WHAT IS REQUIRED: Only the lines from the one with "A point falls on each instance of the gray sectional" to the end of the material should be reproduced, exactly and in full, both ends included.
- - - - -
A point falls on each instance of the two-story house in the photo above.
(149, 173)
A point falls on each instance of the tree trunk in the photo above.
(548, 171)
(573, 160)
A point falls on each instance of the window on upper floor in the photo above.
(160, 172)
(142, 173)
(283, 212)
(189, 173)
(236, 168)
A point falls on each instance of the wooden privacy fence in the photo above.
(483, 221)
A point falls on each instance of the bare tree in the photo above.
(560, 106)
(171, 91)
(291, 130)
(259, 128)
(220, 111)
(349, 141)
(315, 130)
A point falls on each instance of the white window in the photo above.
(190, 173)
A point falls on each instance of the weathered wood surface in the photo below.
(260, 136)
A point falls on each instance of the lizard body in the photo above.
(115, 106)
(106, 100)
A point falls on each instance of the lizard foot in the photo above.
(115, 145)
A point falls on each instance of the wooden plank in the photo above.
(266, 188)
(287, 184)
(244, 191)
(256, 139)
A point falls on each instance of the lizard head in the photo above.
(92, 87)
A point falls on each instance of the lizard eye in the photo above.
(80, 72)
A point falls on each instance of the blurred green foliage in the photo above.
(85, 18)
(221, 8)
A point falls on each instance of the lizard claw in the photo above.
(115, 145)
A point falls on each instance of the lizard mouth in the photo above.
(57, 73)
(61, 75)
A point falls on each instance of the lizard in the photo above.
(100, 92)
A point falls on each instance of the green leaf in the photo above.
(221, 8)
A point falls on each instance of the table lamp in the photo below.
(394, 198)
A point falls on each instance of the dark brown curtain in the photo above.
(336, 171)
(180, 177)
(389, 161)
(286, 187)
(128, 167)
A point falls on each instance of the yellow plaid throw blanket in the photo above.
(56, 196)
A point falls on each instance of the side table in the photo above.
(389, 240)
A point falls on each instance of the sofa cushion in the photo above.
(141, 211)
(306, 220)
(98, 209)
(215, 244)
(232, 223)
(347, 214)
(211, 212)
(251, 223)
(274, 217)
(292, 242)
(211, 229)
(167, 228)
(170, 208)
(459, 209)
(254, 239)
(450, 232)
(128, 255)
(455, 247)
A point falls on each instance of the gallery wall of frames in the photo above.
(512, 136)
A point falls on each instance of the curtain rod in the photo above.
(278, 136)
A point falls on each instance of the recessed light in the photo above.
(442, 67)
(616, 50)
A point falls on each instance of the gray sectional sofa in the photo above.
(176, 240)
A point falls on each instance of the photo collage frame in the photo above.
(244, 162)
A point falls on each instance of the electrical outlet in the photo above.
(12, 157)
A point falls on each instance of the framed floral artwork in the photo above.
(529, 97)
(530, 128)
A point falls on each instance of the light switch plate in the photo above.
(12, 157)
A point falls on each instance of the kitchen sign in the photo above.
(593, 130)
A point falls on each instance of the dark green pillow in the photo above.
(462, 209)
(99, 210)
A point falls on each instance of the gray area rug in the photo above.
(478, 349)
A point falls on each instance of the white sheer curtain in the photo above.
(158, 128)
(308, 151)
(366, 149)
- - - - -
ANSWER BOX:
A point falls on each instance of the gray sectional sofa in the photo above.
(176, 240)
A point falls on each instance of the photo collage frame in the photo above.
(244, 162)
A point falls on each instance of the electrical outlet in the photo above.
(12, 157)
A point falls on each instance of the framed floral artwork in the photo above.
(529, 97)
(530, 128)
A point falls on each instance of the light switch plate in the photo above.
(12, 157)
A point falls on each instance of the kitchen sign in the photo above.
(593, 130)
A point falls on each instance of the dark green pillow in the photo above.
(462, 209)
(99, 210)
A point falls on each instance of the gray area rug in the photo above.
(478, 349)
A point falls on each instance of the white sheer curtain in the photo above.
(158, 128)
(308, 151)
(366, 149)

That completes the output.